Yazı
"""
Fazla lafı uzatmayacağım…
Tanıyanlar bilir, bilmeyenler de tanısın diye bu yazıyı yazıyorum.
Bugüne kadar hep tırnaklarımla kazıyarak geldim.
Çeşitli gazetelerde Muhabirlik, Spor Müdürlüğü ve Yazı İşleri Müdürlüğü yaptım.
Hiç kimseye de asla papuç bırakmadım…
Hiç kimsenin gözüne yaş, yazına da kış olmadım!
Ancak; haddini bilmeyene; gazetecilere artistlik yapanlara, mikrop diyenlere; ‘Haddini bilmeyene haddini bildirmek, garibe don giydirmek kadar sevaptır!’ diyerek kendi çapımda, elimden geldiğince hep gereken cevabı anında vermişimdir.
Amatörde de, Samsun’da da, Samsunspor’da da hiç başım öne eğilmedi.
Niye mi?
Hep dik durdum!
Öyle; bu zamanda kuyruğu her şartta dik tutabilmek; çakalların, akreplerin, yılanların ve çiyanların arasında hiç de kolay iş değil.
Her babayiğidin harcı da değil…
Bundan böyle bu yine böyle olacaktır.
Ustam hep derdi: ‘Biz hancı onlar yolcudur!’ diye.
"""
Kayıt Alıntıları
"""
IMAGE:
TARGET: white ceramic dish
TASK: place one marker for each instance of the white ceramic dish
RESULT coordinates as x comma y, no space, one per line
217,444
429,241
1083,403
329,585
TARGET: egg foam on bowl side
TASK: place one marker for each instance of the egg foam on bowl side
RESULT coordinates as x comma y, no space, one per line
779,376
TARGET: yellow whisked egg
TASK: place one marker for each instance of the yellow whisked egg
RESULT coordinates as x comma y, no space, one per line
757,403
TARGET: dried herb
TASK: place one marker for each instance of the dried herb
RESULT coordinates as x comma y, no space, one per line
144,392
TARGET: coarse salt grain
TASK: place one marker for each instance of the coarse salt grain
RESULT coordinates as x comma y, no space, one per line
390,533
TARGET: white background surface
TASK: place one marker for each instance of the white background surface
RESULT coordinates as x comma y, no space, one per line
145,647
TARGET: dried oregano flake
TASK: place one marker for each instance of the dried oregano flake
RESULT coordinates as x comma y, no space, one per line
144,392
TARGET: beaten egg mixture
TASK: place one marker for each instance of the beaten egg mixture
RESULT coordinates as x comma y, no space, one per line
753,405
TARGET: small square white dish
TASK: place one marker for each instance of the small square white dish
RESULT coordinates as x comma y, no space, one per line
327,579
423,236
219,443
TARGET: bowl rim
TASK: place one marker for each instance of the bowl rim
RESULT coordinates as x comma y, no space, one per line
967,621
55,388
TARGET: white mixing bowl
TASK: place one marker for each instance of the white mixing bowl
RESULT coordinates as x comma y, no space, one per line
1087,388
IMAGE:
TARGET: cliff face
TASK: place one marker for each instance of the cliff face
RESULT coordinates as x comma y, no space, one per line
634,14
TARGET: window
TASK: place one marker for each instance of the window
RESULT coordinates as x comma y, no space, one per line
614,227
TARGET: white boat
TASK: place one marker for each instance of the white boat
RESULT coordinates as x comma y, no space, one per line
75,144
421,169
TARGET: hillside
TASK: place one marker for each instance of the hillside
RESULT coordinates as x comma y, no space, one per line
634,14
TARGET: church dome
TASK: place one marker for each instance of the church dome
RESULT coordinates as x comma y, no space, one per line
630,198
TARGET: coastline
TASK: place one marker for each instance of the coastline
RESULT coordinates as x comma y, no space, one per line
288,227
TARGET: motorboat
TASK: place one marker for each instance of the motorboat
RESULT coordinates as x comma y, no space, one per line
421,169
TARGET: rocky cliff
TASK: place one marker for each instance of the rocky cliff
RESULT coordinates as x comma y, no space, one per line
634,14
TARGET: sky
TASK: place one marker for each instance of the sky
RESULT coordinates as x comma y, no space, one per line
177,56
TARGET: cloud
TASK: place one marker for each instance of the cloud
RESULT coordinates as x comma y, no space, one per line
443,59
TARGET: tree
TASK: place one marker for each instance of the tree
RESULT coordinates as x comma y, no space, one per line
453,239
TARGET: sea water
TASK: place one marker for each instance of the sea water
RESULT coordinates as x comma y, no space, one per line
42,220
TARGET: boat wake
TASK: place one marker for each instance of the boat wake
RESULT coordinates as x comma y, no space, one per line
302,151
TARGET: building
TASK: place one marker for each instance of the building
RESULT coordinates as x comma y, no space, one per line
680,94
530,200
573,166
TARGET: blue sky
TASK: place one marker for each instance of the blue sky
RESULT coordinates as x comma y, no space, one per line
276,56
"""
Yapılacak Alıştırmalar
1. Gazetecilik yazısındaki "Amatörde de, Samsun’da da, Samsunspor’da da hiç başım öne eğilmedi." cümlesini İngilizceye çevirin.
2. Gazetecilik yazısını son cümlesinden sonra devam ettirin.
Kayıtların gazetecilik yazısıyla hiçbir ilgisi yoktur.

Cevap Anahtarı
1. Neither in amateur football, nor in Samsun, nor at Samsunspor did I ever hang my head.

2.
Bunun anlamını; şimdi daha net görüyor ve daha iyi anlıyorum.
Bana gelen eleştirilere hak veriyorum.
‘Susma, sen susarsan Halk susar, sen susarsan…!’ diye bana gelen eleştirileri şimdilik göğüslüyorum!
Öyle gizli kapaklı ve kapalı kapılar ardında asla hiç işim olmadı.
Olmayacakta…
Bu meslekte hep gazetecilerle yürüdüm, 25 yıldır.
İnanmadığım insanların ne çayını, ne suyunu ne de çorbasını içmedim.
Beni her konuda destekleyen ve her konuda özgür bırakan, Genel Yayın Yönetmenimiz A. Yener Cabbar’a ve Yazı İşleri Müdürümüz Zekeriya Fırat kardeşime ayrıca teşekkür ediyorum! ***
Köşemin adı ‘Ceza Alanı’ burada yapılan her dokuz hareketten birine penaltı kararı verilir.
Samsun’u ilgilendiren, kamuoyunu ilgilendiren her konuyu köşeme taşıdım, taşımaya da devam edeceğim.
Küçük bir alıntıyla bu yazıma noktayı koyuyorum!
***
Karacıların komutanı tatbikat sırasında bir asker çağırmış. Asker:
‘Emret komutanım’ diyerek yanına gitmiş.
Komutanı yere yatmasını istemiş. Daha sonra da bir tanka askerin üzerinden geçmesi için emir vermiş. Asker kılını bile kıpırdatmadan yattığı yerde beklemiş ve malumunuz ezilmiş. Komutan diğerlerine dönerek:
‘İşte cesaret’ demiş.
Havacıların komutanı bir asker çağırmış. Asker:
‘Emret komutanım’diyerek komutanının yanına gitmiş.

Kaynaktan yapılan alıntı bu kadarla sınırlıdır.